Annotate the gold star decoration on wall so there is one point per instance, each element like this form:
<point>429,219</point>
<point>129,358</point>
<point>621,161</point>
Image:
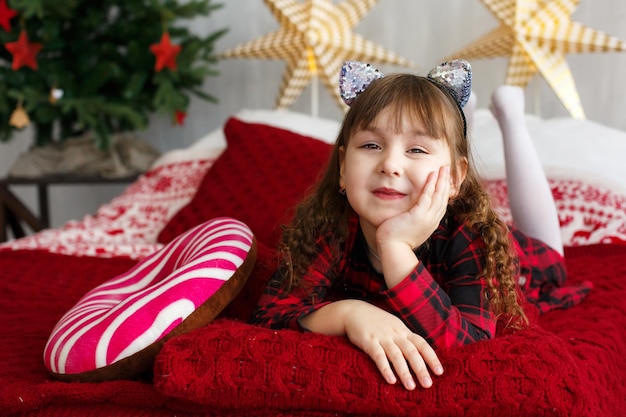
========================================================================
EXERCISE: Could you reproduce the records above word for word, with every line and point intact, but without the picture?

ANSWER:
Annotate the gold star decoration on wall so there is one point per instance, each element like this form:
<point>429,219</point>
<point>129,358</point>
<point>621,161</point>
Image:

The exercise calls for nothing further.